* **Exercise instructions**
How many lines below contain the word "cluster"? Reply with the number alone.

* **Supplied data**
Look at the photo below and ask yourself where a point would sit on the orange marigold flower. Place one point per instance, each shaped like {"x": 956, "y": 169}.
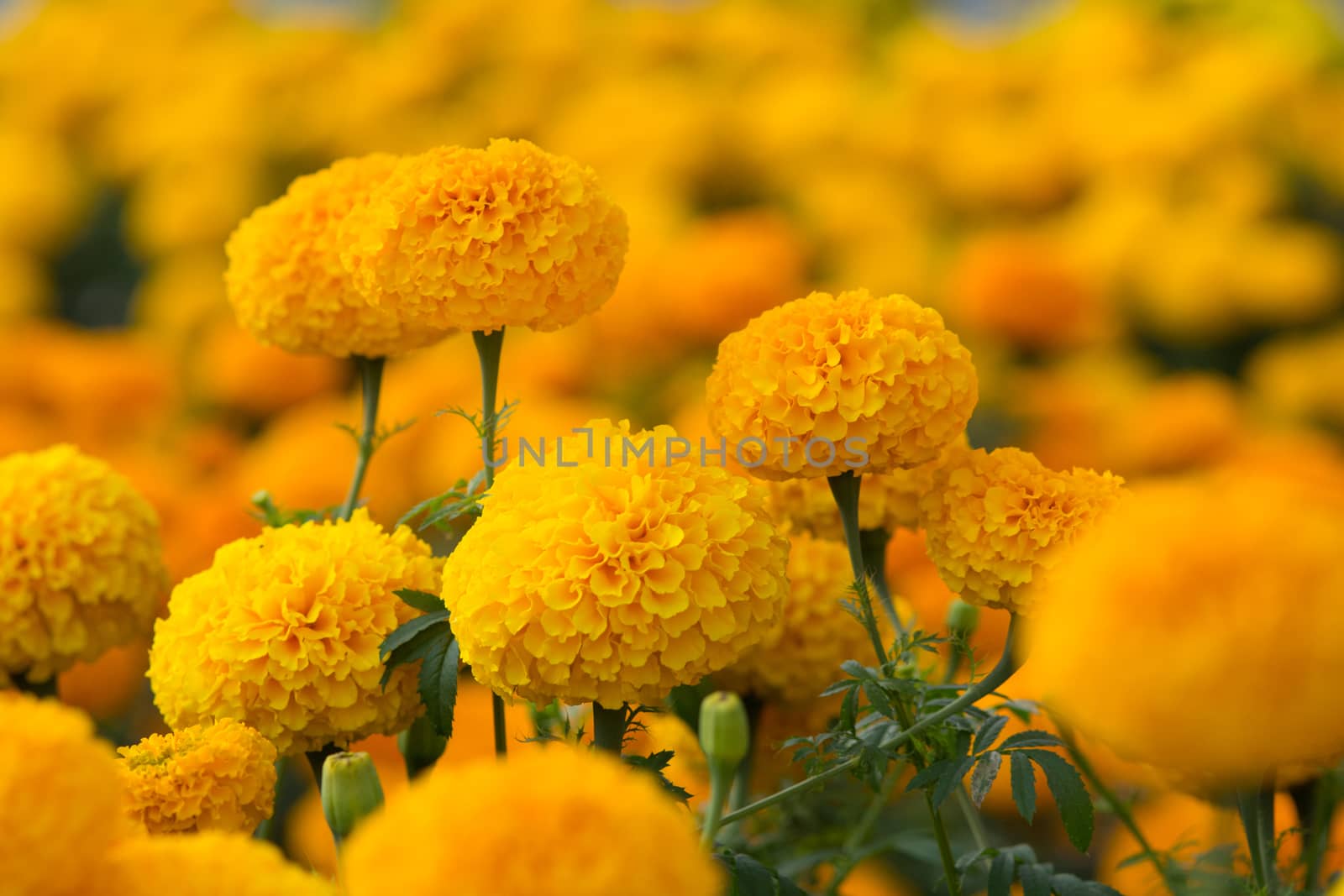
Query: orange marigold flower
{"x": 833, "y": 383}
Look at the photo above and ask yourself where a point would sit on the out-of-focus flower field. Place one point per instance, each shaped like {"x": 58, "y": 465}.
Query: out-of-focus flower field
{"x": 1131, "y": 212}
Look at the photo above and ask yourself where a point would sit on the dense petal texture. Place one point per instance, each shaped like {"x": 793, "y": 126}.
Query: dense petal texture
{"x": 81, "y": 562}
{"x": 995, "y": 520}
{"x": 833, "y": 383}
{"x": 286, "y": 278}
{"x": 1198, "y": 627}
{"x": 616, "y": 575}
{"x": 593, "y": 826}
{"x": 282, "y": 633}
{"x": 218, "y": 777}
{"x": 477, "y": 239}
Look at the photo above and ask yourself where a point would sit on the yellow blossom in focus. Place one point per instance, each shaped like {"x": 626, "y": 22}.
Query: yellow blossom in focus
{"x": 995, "y": 520}
{"x": 218, "y": 777}
{"x": 613, "y": 577}
{"x": 828, "y": 385}
{"x": 591, "y": 820}
{"x": 60, "y": 795}
{"x": 81, "y": 562}
{"x": 282, "y": 633}
{"x": 479, "y": 239}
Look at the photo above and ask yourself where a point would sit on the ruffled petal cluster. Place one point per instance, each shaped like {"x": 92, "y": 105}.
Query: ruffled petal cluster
{"x": 286, "y": 277}
{"x": 477, "y": 239}
{"x": 282, "y": 633}
{"x": 828, "y": 385}
{"x": 995, "y": 520}
{"x": 613, "y": 574}
{"x": 1198, "y": 627}
{"x": 218, "y": 777}
{"x": 591, "y": 822}
{"x": 81, "y": 562}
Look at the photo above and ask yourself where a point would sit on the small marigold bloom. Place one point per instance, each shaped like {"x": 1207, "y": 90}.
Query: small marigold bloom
{"x": 589, "y": 819}
{"x": 286, "y": 278}
{"x": 60, "y": 799}
{"x": 218, "y": 777}
{"x": 613, "y": 575}
{"x": 282, "y": 633}
{"x": 1198, "y": 617}
{"x": 208, "y": 864}
{"x": 477, "y": 239}
{"x": 833, "y": 383}
{"x": 996, "y": 519}
{"x": 801, "y": 656}
{"x": 81, "y": 563}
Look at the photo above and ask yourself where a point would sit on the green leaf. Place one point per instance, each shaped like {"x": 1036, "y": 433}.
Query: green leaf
{"x": 987, "y": 768}
{"x": 423, "y": 600}
{"x": 1070, "y": 795}
{"x": 1025, "y": 786}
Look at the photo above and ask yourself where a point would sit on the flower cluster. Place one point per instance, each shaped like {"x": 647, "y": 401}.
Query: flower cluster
{"x": 282, "y": 631}
{"x": 833, "y": 383}
{"x": 81, "y": 563}
{"x": 221, "y": 777}
{"x": 613, "y": 582}
{"x": 996, "y": 519}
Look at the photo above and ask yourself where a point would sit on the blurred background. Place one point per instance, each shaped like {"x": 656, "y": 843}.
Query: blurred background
{"x": 1133, "y": 212}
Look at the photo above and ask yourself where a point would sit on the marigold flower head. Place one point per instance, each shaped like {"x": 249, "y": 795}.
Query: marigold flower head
{"x": 210, "y": 864}
{"x": 62, "y": 802}
{"x": 286, "y": 278}
{"x": 282, "y": 633}
{"x": 833, "y": 383}
{"x": 218, "y": 777}
{"x": 1195, "y": 618}
{"x": 81, "y": 563}
{"x": 477, "y": 239}
{"x": 617, "y": 575}
{"x": 995, "y": 520}
{"x": 591, "y": 820}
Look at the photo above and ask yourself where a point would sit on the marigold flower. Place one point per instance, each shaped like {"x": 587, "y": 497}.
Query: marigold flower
{"x": 218, "y": 777}
{"x": 81, "y": 563}
{"x": 833, "y": 383}
{"x": 996, "y": 519}
{"x": 477, "y": 239}
{"x": 282, "y": 633}
{"x": 60, "y": 799}
{"x": 286, "y": 278}
{"x": 589, "y": 819}
{"x": 612, "y": 575}
{"x": 1198, "y": 617}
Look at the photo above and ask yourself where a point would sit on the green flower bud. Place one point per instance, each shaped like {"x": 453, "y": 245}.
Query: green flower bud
{"x": 351, "y": 792}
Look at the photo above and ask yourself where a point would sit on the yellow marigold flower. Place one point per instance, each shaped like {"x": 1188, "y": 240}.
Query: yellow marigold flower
{"x": 589, "y": 820}
{"x": 81, "y": 563}
{"x": 477, "y": 239}
{"x": 801, "y": 656}
{"x": 60, "y": 795}
{"x": 833, "y": 383}
{"x": 996, "y": 519}
{"x": 1196, "y": 627}
{"x": 282, "y": 631}
{"x": 613, "y": 573}
{"x": 286, "y": 278}
{"x": 218, "y": 777}
{"x": 210, "y": 864}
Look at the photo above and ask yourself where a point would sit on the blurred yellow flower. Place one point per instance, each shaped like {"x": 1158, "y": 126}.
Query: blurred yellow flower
{"x": 589, "y": 819}
{"x": 282, "y": 633}
{"x": 218, "y": 777}
{"x": 81, "y": 567}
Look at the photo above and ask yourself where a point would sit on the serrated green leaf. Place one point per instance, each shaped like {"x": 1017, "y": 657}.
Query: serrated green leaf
{"x": 1025, "y": 788}
{"x": 983, "y": 778}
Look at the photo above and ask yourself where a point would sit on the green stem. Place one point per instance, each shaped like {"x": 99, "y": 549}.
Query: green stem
{"x": 370, "y": 379}
{"x": 844, "y": 490}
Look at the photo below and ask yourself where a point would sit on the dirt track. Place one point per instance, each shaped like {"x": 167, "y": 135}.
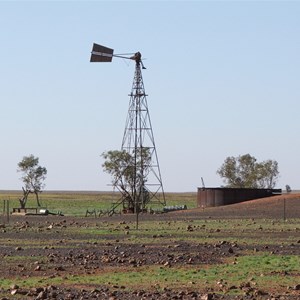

* **Solution to this task**
4